* **Stated problem**: Copy out the entries below verbatim, starting at the line with "Where can you spot the green metal" and ending at the line with "(1191, 435)", both lines included and nothing else.

== Data for this exercise ==

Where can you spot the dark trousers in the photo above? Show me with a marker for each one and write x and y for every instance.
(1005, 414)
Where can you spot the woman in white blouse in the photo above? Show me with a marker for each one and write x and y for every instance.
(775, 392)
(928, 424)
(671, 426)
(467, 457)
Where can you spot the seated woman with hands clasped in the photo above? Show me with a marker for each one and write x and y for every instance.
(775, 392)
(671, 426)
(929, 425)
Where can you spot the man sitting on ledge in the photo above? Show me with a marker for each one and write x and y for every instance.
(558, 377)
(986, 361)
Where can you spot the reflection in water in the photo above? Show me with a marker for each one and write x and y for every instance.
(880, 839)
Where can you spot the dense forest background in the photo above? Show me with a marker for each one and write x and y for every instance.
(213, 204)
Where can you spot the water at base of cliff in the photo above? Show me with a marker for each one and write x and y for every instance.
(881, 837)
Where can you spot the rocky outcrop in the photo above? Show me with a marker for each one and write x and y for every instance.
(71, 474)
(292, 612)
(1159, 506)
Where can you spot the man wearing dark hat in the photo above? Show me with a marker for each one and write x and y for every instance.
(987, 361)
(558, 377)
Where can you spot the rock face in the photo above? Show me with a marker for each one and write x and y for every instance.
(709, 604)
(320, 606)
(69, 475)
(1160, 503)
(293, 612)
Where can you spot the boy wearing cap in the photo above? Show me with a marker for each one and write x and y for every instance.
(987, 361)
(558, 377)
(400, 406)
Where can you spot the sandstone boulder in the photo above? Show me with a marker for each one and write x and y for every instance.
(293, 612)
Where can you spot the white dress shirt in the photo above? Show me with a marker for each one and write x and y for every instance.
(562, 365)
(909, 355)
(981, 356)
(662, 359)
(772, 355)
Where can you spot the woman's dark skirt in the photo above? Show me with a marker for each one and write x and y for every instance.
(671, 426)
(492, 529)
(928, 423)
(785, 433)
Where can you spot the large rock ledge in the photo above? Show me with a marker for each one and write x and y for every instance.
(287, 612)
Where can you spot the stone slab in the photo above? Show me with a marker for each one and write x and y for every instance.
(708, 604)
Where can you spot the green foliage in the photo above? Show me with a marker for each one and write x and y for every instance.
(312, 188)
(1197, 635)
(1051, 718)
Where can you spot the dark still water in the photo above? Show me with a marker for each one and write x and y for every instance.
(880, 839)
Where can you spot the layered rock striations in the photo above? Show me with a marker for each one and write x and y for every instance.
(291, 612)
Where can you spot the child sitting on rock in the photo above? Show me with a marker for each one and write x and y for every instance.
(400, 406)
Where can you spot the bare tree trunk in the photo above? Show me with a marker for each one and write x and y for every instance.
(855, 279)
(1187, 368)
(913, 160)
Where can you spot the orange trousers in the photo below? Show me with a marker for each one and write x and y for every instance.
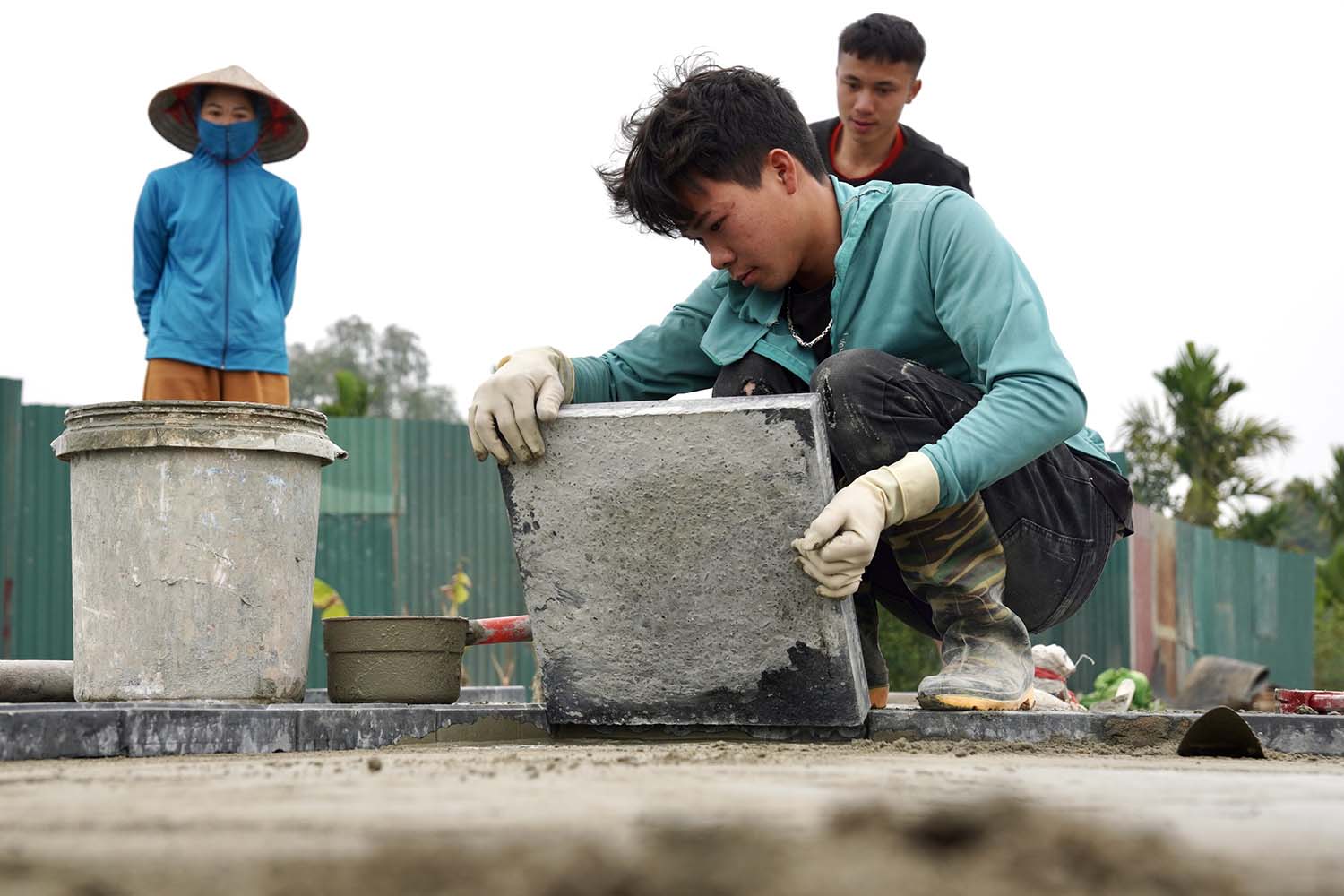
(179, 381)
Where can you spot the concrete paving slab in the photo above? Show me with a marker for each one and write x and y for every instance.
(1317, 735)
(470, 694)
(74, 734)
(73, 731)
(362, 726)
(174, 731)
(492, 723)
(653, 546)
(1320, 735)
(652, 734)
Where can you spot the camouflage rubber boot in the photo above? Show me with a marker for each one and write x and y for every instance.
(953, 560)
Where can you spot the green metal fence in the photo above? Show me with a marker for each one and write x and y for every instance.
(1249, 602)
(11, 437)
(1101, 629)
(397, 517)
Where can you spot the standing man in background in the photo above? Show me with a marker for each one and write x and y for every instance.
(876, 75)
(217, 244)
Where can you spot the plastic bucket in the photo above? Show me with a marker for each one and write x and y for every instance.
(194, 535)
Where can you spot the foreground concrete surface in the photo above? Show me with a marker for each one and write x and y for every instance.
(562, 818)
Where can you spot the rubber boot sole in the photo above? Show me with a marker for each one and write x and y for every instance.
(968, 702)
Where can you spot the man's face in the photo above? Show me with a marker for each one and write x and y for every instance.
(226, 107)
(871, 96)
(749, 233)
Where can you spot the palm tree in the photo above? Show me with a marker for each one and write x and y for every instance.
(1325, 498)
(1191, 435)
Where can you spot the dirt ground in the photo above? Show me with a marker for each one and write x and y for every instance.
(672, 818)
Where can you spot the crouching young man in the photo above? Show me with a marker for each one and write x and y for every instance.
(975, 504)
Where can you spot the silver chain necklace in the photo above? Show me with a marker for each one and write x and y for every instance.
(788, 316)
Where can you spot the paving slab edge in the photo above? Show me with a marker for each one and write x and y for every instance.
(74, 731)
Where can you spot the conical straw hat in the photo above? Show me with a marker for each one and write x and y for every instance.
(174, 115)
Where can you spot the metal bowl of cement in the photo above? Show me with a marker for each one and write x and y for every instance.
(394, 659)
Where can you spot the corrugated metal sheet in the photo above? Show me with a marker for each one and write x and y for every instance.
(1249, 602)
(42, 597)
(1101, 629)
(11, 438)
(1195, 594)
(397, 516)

===
== Data for this exercise ==

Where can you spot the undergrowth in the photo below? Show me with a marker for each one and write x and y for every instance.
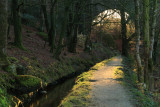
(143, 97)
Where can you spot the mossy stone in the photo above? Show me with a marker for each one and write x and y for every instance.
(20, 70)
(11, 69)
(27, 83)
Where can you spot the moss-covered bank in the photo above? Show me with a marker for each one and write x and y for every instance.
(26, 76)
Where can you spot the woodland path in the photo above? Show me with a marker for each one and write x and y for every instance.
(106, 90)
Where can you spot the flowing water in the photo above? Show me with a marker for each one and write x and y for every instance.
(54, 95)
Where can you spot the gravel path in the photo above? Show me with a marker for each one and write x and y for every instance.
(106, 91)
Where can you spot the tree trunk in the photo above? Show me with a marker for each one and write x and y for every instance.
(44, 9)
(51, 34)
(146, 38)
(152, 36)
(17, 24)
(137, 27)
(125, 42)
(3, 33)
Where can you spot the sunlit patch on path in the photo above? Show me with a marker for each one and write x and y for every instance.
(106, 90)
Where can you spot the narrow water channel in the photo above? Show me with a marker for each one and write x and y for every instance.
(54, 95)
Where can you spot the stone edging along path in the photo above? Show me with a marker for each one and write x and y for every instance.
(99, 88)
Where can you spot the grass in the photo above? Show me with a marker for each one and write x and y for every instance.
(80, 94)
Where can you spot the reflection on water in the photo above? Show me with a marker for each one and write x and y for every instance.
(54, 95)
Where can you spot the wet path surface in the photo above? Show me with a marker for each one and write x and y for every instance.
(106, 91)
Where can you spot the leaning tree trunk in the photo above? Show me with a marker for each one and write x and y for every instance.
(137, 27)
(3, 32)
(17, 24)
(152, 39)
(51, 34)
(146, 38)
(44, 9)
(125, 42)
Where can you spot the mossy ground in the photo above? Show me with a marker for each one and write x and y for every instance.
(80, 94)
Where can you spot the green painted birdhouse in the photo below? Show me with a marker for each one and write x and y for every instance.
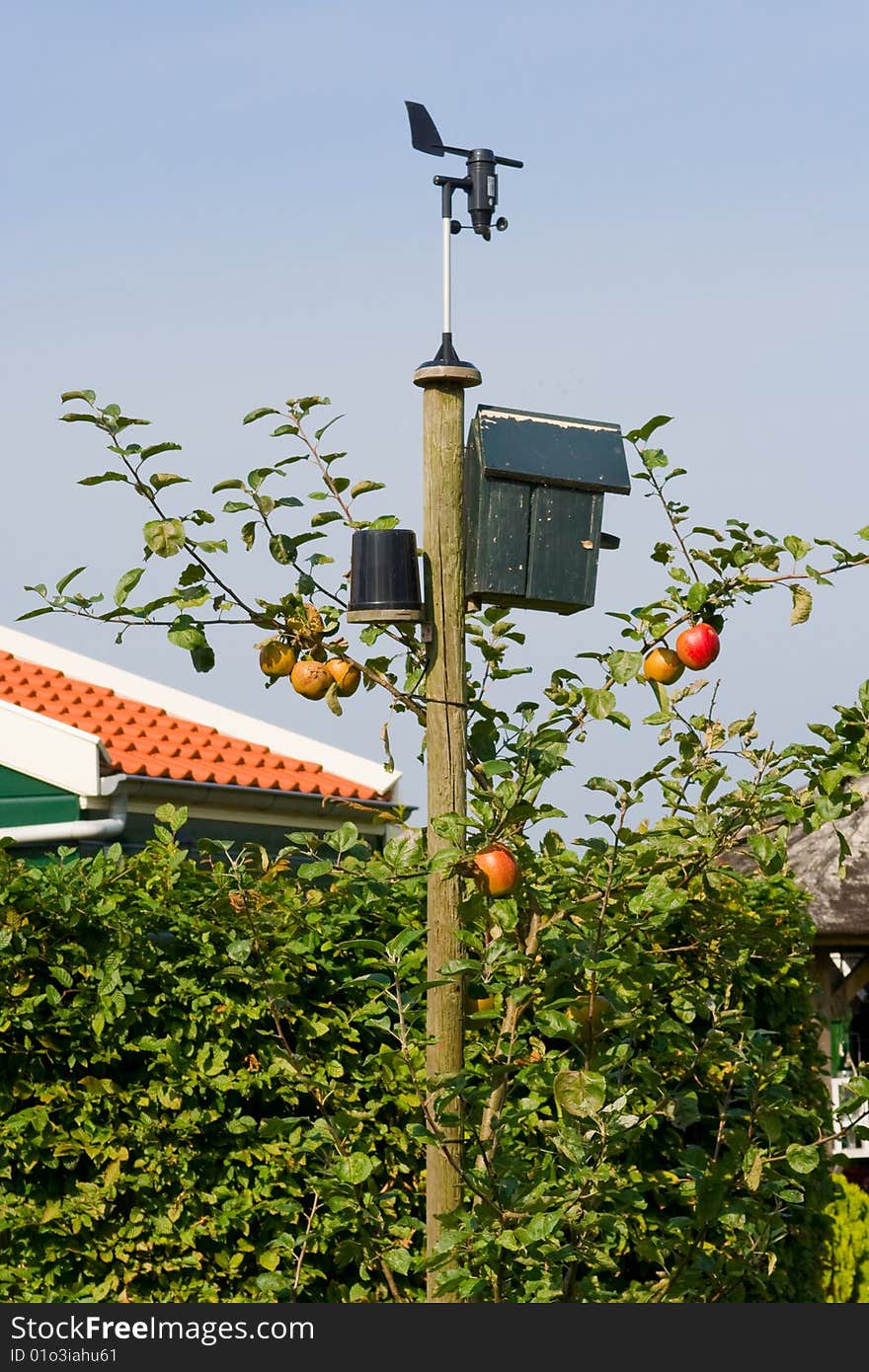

===

* **Full response**:
Where can you spot the green metal fence in the photo above? Show me with a marker for each one and write x and y for every instance.
(1249, 602)
(11, 437)
(1101, 629)
(397, 517)
Where can you spot the standing man in background in the photo above? Show me with a marker for each one and write x and y for every instance.
(876, 75)
(217, 244)
Where can you spot the plastic bucket in the photo above? Show me with a marker for each one and write x and y for every instance.
(194, 535)
Where can you spot the foreground concrete surface in the photo above? Show me with a marker for each one and write x and y for every instance.
(562, 818)
Where can you spot the rubber boot sole in the photo above? Show me with a marker for each one and write x and y for every instance.
(968, 702)
Where can you spot the man's face in the photo above? Show me with a marker for each one and write x and y for every instance.
(226, 107)
(871, 96)
(749, 233)
Where can you spot the palm tree in the photo above? Show me with a marker for each one and write x and y for every instance.
(1325, 498)
(1191, 435)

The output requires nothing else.